◆ Instructions to follow: Copy the listing again, starting at the line that contains "of the waterfall" and ending at the end of the listing, with "put a point on" changed to "mark" wherever it appears and everything else left the same.

-- START --

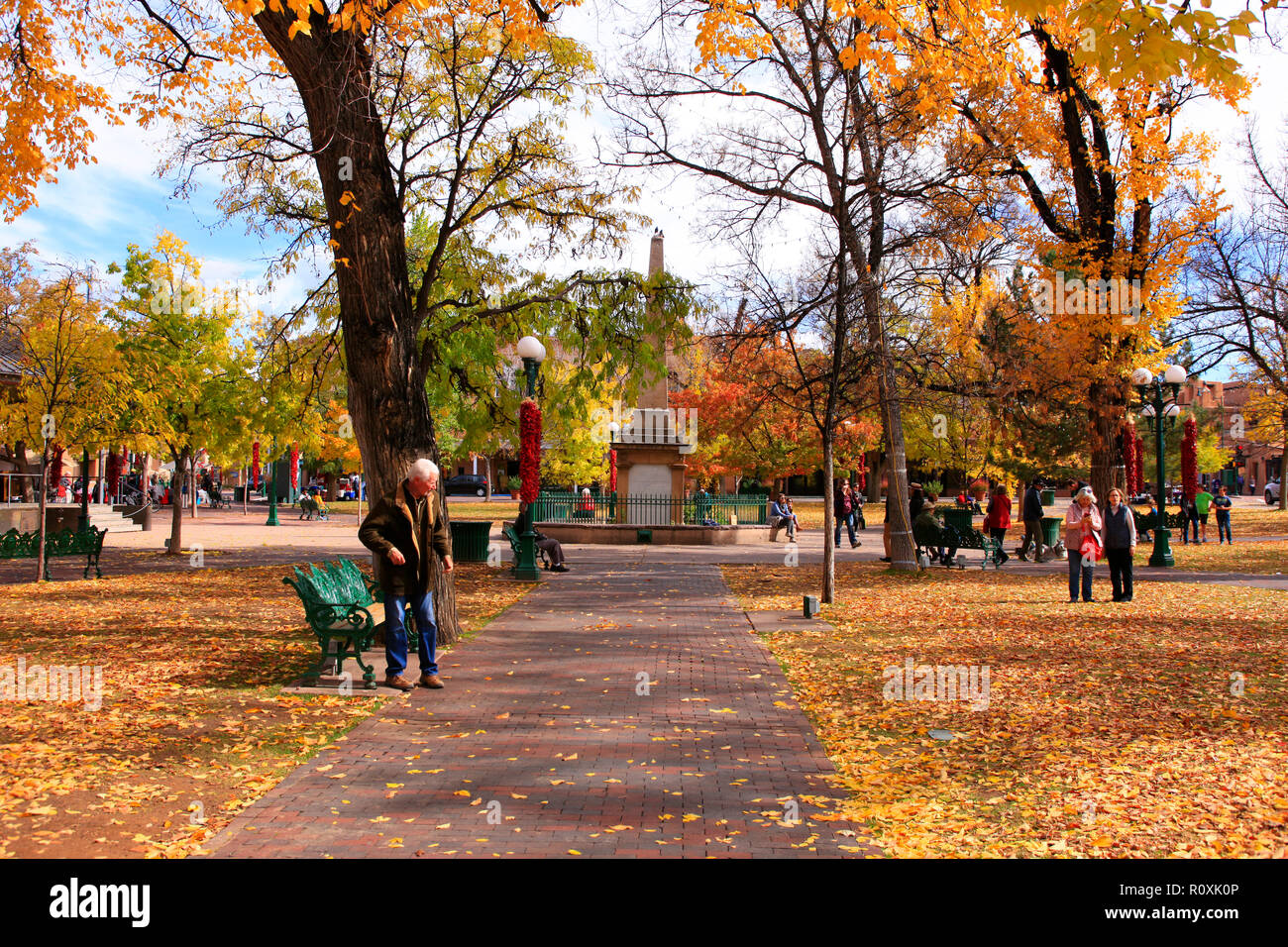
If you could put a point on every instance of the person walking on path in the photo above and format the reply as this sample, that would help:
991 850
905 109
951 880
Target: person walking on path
997 521
1223 505
1202 504
403 530
885 530
1189 518
1031 513
1120 544
1082 526
842 512
931 534
915 499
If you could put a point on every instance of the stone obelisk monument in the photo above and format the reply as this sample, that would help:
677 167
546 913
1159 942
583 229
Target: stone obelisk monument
649 462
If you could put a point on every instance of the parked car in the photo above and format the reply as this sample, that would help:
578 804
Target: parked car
465 483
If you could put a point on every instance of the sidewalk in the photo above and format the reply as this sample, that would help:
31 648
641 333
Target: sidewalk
622 709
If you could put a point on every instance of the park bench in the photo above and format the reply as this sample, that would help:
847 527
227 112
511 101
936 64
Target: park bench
338 600
63 543
310 508
1147 521
974 539
961 539
507 531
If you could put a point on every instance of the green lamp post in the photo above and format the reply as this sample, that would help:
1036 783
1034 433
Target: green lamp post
1160 407
532 354
270 484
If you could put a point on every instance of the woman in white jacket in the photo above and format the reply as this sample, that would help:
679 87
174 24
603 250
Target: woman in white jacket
1082 522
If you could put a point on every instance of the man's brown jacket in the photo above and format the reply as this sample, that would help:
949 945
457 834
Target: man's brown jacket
393 525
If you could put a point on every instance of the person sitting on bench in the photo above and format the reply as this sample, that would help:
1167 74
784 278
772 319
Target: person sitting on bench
928 532
552 548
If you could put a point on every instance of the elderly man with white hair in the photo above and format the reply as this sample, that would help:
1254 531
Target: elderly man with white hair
404 530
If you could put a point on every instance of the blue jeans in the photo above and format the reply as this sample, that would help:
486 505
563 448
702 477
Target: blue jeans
1076 567
395 633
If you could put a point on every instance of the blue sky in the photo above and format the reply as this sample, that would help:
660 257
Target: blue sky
93 211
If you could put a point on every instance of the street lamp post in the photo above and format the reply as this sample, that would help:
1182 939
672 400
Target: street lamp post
1159 407
270 484
532 354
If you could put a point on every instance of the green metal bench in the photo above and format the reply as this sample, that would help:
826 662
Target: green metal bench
338 600
962 539
974 539
1147 521
507 531
310 508
62 543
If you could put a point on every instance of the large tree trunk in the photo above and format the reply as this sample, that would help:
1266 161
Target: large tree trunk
386 381
176 505
1106 408
44 499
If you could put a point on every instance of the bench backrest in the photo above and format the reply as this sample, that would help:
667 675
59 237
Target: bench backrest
18 545
320 589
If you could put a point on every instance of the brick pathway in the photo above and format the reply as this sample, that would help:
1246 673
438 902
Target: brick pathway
541 744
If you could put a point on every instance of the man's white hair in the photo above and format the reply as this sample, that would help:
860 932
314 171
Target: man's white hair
423 470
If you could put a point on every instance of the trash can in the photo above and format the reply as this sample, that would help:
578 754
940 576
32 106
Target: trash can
960 518
1051 530
471 540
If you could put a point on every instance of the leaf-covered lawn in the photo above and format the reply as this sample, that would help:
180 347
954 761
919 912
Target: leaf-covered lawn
1149 728
193 724
1265 557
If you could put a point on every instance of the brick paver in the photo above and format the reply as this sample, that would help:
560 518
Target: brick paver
545 744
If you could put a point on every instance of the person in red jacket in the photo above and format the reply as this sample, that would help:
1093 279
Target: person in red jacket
997 521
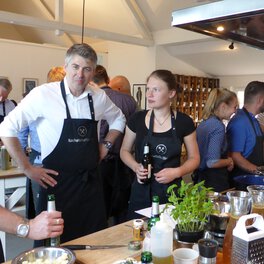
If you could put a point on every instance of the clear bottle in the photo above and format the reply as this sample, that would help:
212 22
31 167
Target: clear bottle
155 214
146 162
239 205
5 158
162 242
146 257
138 226
53 241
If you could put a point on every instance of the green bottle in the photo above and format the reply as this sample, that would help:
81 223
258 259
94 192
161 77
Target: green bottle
53 241
154 212
146 257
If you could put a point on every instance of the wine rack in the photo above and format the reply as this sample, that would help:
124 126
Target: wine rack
192 93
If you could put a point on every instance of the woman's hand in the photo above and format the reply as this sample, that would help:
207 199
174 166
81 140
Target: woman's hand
167 175
230 165
141 173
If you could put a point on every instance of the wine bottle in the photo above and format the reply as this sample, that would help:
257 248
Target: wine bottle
146 162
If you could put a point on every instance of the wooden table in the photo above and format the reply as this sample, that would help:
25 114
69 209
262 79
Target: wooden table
119 234
15 180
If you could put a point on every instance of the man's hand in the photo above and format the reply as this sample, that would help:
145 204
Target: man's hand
45 225
41 175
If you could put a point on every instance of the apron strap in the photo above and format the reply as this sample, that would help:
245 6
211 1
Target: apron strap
251 122
64 98
4 113
151 125
90 101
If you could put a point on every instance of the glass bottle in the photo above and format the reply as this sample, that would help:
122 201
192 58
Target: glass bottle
239 205
155 214
161 242
146 257
257 195
53 241
146 162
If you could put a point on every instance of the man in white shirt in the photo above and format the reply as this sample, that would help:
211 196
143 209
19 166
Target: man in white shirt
66 116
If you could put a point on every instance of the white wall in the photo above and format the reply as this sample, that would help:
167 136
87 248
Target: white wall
21 60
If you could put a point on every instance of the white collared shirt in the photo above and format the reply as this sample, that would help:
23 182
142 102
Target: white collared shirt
45 105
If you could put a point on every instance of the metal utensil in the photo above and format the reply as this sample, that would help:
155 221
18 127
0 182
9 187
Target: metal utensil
92 247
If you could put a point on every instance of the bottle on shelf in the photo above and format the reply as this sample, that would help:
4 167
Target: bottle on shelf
146 162
155 214
161 242
53 241
146 257
5 158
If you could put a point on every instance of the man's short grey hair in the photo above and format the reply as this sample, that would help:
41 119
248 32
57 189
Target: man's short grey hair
84 50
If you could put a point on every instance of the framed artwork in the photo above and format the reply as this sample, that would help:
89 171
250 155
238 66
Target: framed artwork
139 93
29 84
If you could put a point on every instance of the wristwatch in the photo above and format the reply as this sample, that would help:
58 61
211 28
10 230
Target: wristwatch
23 228
107 144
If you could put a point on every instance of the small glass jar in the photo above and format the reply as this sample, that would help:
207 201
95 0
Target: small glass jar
138 228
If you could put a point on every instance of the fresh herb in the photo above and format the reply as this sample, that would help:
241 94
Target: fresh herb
191 206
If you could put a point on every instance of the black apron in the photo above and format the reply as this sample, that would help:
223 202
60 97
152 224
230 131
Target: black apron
78 192
4 113
165 153
257 155
2 257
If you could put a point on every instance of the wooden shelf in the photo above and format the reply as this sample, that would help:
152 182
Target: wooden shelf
192 93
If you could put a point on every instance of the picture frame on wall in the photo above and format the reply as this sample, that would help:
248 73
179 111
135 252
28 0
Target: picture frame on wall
139 93
29 84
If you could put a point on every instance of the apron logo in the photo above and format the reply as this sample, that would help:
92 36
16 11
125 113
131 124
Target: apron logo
161 149
82 131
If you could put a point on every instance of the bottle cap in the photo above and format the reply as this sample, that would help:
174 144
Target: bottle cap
138 223
208 247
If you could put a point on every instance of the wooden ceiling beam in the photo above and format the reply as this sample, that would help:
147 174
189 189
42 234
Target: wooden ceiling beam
23 20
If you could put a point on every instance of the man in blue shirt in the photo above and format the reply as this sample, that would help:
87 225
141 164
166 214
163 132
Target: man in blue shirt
245 137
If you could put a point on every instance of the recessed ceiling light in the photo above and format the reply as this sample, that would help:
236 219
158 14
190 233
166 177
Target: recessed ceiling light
220 28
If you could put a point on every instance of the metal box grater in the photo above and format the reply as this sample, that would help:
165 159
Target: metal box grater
248 241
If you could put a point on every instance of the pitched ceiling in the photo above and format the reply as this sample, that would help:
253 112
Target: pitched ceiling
58 22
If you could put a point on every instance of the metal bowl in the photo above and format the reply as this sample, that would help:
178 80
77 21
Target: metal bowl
44 253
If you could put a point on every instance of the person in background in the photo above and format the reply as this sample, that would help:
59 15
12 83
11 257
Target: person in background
66 115
215 164
117 177
245 137
6 105
260 118
121 84
45 225
55 74
164 130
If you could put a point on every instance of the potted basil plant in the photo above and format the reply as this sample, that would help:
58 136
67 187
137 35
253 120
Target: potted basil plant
190 209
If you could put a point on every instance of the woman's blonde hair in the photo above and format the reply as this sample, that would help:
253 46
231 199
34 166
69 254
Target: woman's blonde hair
56 74
215 98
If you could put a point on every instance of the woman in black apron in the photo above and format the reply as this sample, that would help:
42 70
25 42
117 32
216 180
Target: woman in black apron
78 191
164 131
215 165
257 155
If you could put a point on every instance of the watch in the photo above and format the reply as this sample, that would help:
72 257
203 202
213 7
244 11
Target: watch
107 144
23 228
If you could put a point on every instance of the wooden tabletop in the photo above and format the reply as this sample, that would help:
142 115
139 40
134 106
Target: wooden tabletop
116 235
119 234
11 173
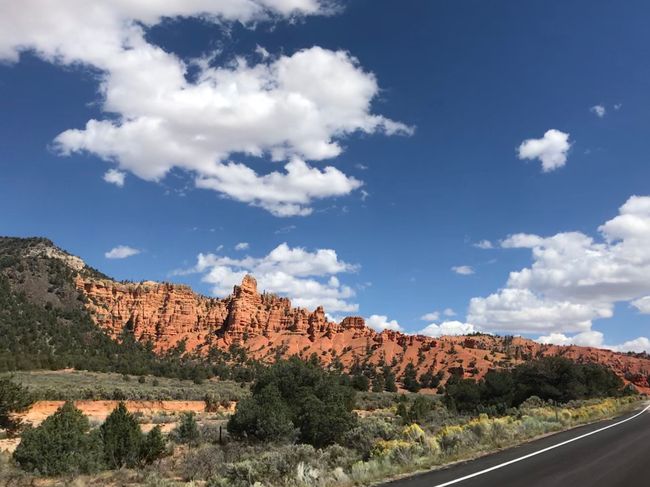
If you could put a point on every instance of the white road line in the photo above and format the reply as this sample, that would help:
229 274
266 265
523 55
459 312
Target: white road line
539 452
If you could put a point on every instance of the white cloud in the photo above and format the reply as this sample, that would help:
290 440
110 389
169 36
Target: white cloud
584 339
574 278
433 316
598 110
551 149
596 339
638 345
308 278
289 108
448 328
121 252
381 322
115 177
522 241
642 304
463 270
484 244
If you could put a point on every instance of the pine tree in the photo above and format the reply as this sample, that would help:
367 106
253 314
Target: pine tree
153 446
61 444
122 438
188 429
410 378
13 399
378 383
389 379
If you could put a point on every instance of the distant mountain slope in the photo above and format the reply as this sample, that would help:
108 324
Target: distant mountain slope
55 310
268 326
44 322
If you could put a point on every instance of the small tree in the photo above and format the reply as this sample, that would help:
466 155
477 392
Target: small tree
153 446
389 379
265 417
410 378
187 430
62 444
13 399
122 438
378 383
360 382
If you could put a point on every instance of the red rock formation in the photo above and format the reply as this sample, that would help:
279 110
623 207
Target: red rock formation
266 324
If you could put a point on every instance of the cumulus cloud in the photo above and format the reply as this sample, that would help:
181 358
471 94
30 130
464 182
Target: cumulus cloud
551 149
484 244
381 322
642 304
289 108
433 316
463 270
448 328
585 339
309 278
638 345
115 177
598 110
574 278
121 252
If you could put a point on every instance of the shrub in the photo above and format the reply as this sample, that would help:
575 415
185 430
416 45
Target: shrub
295 394
202 463
62 444
378 383
153 446
122 438
410 378
360 382
368 430
265 417
187 430
13 399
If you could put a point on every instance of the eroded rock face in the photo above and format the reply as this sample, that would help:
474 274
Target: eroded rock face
168 313
267 325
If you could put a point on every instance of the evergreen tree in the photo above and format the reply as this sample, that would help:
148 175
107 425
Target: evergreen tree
13 399
360 382
389 379
296 395
61 445
188 429
265 417
378 383
410 378
153 446
122 438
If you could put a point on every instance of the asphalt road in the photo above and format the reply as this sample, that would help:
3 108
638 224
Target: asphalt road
617 456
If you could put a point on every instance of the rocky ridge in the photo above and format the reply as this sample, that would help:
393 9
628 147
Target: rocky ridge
267 326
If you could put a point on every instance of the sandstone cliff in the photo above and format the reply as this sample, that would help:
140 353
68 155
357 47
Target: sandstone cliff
268 326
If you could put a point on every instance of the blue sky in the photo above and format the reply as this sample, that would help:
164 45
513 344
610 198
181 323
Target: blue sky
420 107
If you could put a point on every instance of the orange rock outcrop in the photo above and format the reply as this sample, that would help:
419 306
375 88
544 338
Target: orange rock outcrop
268 326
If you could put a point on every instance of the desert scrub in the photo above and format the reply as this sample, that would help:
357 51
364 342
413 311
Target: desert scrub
48 385
415 449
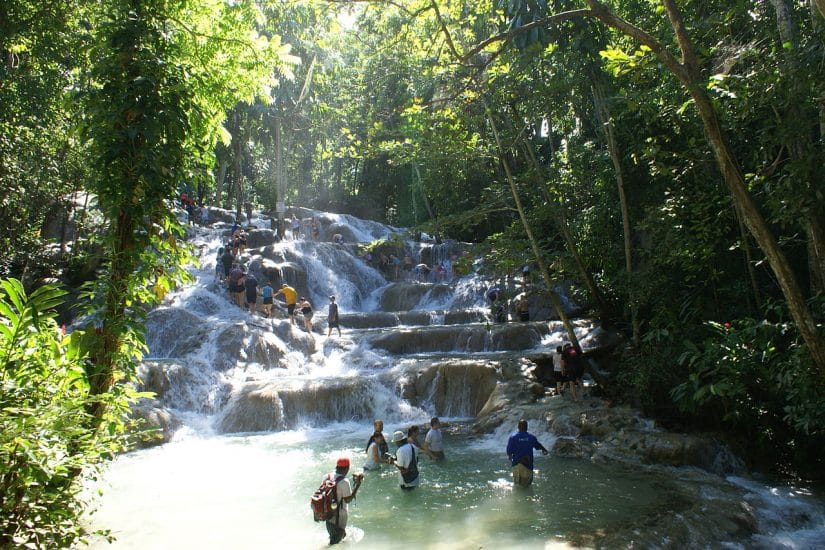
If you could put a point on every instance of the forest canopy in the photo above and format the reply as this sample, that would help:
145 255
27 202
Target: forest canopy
663 158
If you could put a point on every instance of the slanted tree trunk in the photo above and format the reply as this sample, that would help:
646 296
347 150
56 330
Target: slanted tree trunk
560 217
689 74
749 259
545 272
606 121
238 168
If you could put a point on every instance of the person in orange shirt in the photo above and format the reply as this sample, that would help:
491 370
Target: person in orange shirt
290 297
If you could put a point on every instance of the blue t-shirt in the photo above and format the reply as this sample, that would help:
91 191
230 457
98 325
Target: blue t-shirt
521 445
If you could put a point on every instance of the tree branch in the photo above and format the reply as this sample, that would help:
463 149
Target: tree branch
509 35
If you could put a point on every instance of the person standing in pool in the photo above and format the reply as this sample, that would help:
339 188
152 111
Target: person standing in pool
344 493
433 441
332 317
520 450
306 312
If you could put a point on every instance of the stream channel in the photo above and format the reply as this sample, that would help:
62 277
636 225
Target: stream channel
255 411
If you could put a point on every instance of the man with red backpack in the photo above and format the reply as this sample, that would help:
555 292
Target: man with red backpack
336 521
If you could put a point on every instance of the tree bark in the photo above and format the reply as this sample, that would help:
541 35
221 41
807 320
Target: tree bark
564 229
613 149
820 5
801 145
545 272
219 182
689 74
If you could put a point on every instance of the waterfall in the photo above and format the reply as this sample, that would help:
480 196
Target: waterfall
255 410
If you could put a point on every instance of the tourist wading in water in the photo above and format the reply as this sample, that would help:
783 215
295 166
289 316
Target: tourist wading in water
406 460
433 441
332 317
520 450
345 493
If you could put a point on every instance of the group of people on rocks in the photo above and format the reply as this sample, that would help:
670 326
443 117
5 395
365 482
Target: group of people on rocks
398 269
568 370
520 447
245 290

-- END --

◆ Output of the task:
If you could mark every instance of the waterfall in the photo above and format the reply as this sample, that would help:
480 196
Target: waterfall
255 410
If you could mark every instance of the tourist wading in water in the photo above and format the reply as this sample, that would help:
783 215
295 166
289 316
Target: tourist wading in water
406 460
433 441
332 317
520 450
345 493
If you could mark every instance of the group of people on rocks in the photo above and format the reply as this sample, that would help:
670 326
443 117
5 395
365 482
Target: group of people on rocks
398 269
568 370
520 447
245 290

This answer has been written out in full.